▶ Data excerpts
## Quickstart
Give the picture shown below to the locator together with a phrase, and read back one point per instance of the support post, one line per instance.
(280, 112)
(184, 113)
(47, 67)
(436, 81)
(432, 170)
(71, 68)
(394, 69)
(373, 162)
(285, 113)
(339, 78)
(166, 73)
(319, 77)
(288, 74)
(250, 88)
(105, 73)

▶ What the task requires
Repeat all the rows above with no changes.

▶ Exercise answer
## Quickstart
Give the picture shown below to the locator together with a phrase, and read back one point per instance of the support post, one line per instance.
(280, 112)
(184, 113)
(47, 67)
(436, 81)
(432, 170)
(71, 68)
(394, 69)
(373, 162)
(285, 113)
(339, 78)
(166, 73)
(319, 77)
(288, 74)
(250, 88)
(105, 73)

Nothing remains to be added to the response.